### [Challenge A]
Answer each question from the passage on irrevocable letters of credit in federal bonding.
(i) What did the Architect of the Capitol do with the proffered Irrevocable Letter of Credit?
(ii) In the Japanese system, what percentage of the contract amount is the ILOC typically?
(iii) Under FAR 28.203-1, who must be the beneficiary of the ILOC?
### [Challenge B]
Extend the passage on irrevocable letters of credit in federal bonding, picking up after its final sentence.

──────── Source extract ────────

Now for the rest of the story. In that same transaction, the Architect of the Capitol had previously and properly rejected a proffered asset in the form of an Irrevocable Letter of Credit (ILOC). An ILOC (referred to in the Federal Acquisition Regulation (FAR) as an “ILC”) is a permissible asset for individual sureties provided it meets FAR-specified criteria. FAR 28.203-2(b)(5).

To provide some context, I first ran across the ILOC a few years ago as an advisor to the U.S. Special Trade Representative in connection with bilateral negotiations with Japan. I represented the U.S. side in explaining our federal bonding requirements to the Japanese. To prepare, I looked at the Japanese bonding system and discovered that they use the ILOC (ILC) almost exclusively for their public and private construction. In the Japanese system, the ILOC is typically 15% of the amount of the contract. By contrast, a bond for a U.S. project would be 100% of the contract price for each performance bond and payment bond. Consequently, your first due diligence step as a contractor would be to assure that you have two ILOCs at the face value of the contract price, each separately referencing the payment and performance bonds. In my experience, individual sureties seem to forget this point and provide only one ILOC in the amount of 100% the contract price.

If you surmount that hurdle, you must determine the validity of the ILOC for federal bonding purposes. In trying to figure this out, you will likely encounter circumstances characterized by Churchill’s description of the Soviet’s intentions in 1939. The ILOC will seem to be a “… riddle, wrapped in a mystery, inside an enigma.” In that regard, the ILOC is required to be issued by a federally-insured financial institution with the government as beneficiary and placed in a government-owned escrow account in a federally-insured financial institution. FAR 28.203-1. That essentially means that the individual named as the surety will at least have appeared to provide 200% of the contract price—essentially in cash—to secure a contractor’s performance and payments to suppliers. (This, as you may have guessed, is the enigma part. If you can get passed this enigmatic circumstance, you are ready to tackle the wrap of mystery.)

──────── Data block ────────

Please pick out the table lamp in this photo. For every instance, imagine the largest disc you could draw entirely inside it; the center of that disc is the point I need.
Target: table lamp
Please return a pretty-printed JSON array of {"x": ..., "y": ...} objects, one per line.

────────

### [Exercise answer A]
(i) It previously and properly rejected it.
(ii) 15%.
(iii) The government.

### [Exercise answer B]
Unwrapping the mystery requires starting with the header of the document that you might receive. The name of the ILOC-issuing entity will be something like 2nd Trustee Assurance, LLC. (There are seemingly an infinite number of possible names based on roots, such as, “first,” “1st,” “trust,” “bank,” banc,” “assurance,” “fidelity,” and “surety.”) Were you to do an internet search of the issuer, you might find that such business name does not otherwise exist, or, if it does, it is not identified with the same location or phone number on the submitted document. You must confirm the entity’s existence in the database of the active legal entities in the state where the entity is located, but you might not be able to.

If you can remove the wrap of mystery by determining the entity issuing the ILOC exists, you might find that the entity is neither a financial institution nor federally insured. If you cannot determine that the issuing entity is on the Federal Deposit Insurance Corporation’s list of FDIC-insured banks, there is a very good chance that the entity is neither a financial institution nor federally insured. (All federal and some state credit unions are federally insured by National Credit Union Administration. I doubt you’ll see a credit union, however. All entities will appear to be banks or savings and loans.) On occasion, you might see an issuing entity that holds itself out as providing financial advice and/or investment services, but those firms are not necessarily financial institutions. Such firm may tout Securities Investment Protection CorporationTM (SIPC) protection, but that is not federal insurance. If you cannot establish that the ILOC-issuing entity is a financial institution and federally insured, you cannot submit the bonds if you are a bidder or accept them if you are the federal agency.

But wait, there’s more.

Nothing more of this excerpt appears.